*** Provided data

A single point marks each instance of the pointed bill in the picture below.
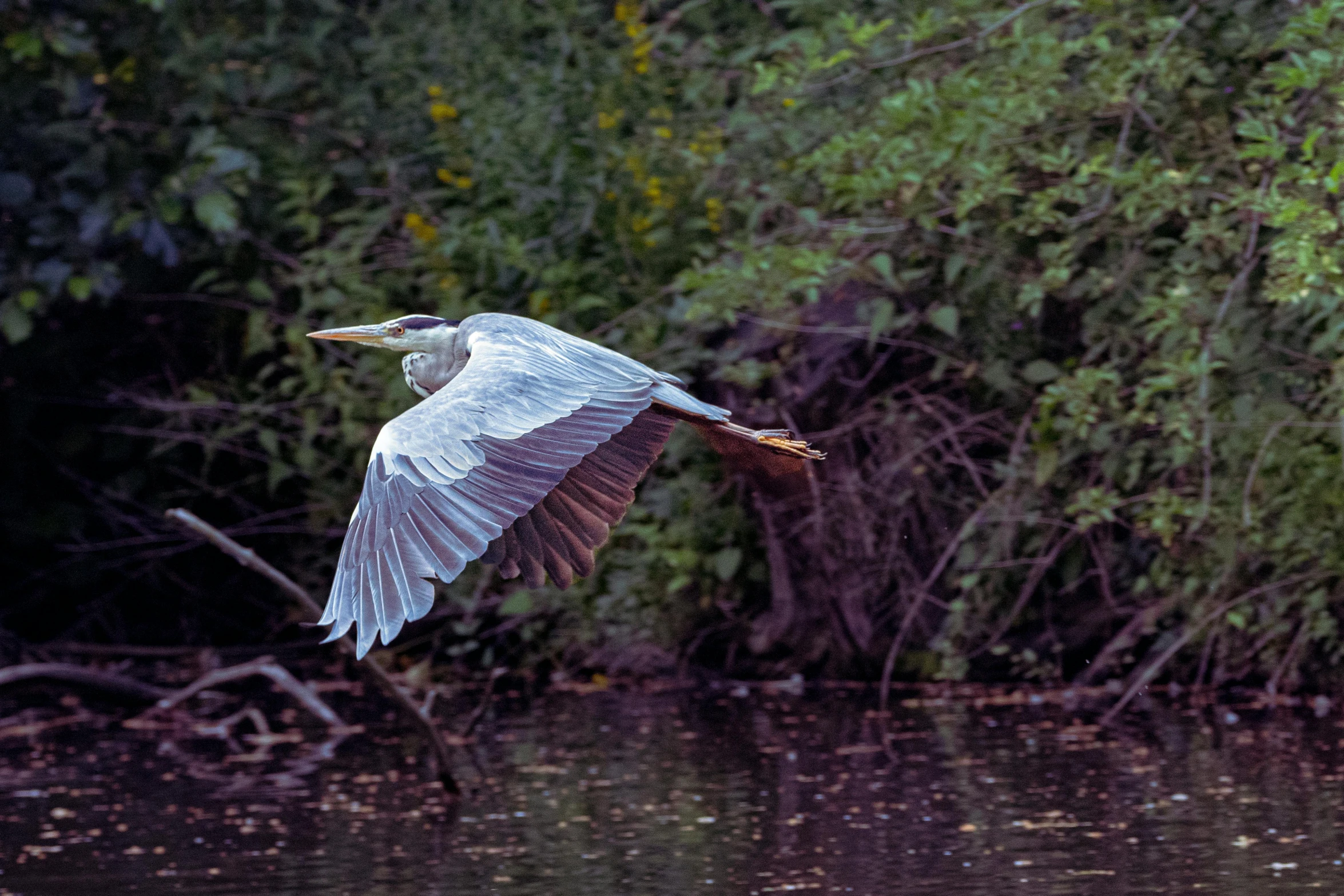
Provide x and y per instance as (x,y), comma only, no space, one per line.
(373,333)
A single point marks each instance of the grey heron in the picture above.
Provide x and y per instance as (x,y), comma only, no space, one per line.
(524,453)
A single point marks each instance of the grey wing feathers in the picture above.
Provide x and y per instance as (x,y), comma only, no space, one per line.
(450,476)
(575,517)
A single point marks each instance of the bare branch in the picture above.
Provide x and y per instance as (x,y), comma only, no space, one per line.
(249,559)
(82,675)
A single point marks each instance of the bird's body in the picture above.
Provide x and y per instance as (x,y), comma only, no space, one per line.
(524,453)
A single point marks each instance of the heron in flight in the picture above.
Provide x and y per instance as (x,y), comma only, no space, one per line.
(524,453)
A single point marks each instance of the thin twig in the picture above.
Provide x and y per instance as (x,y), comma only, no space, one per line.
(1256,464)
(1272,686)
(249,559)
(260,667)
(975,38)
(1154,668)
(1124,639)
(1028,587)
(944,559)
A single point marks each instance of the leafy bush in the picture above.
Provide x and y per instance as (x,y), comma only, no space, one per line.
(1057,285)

******

# What you are asked to do:
Lines with the word "single": how many are there in the material? Answer with the number alone.

# Task answer:
8